**Your assignment:**
Read the data and repeat it in full, exactly.

**Dataset entries:**
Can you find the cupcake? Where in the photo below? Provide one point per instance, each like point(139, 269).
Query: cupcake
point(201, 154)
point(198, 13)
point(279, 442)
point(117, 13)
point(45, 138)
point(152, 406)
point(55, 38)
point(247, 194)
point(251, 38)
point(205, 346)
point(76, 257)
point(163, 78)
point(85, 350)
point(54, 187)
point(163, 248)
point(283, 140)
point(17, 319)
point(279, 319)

**Solution to the exercise:**
Can you find the cupcake? Where in the photo below? Provide one point per instance, each like point(139, 269).
Query: cupcake
point(201, 154)
point(198, 13)
point(279, 442)
point(117, 13)
point(45, 138)
point(152, 406)
point(55, 38)
point(247, 194)
point(251, 38)
point(205, 346)
point(76, 257)
point(163, 78)
point(85, 350)
point(54, 187)
point(163, 248)
point(283, 140)
point(17, 319)
point(279, 319)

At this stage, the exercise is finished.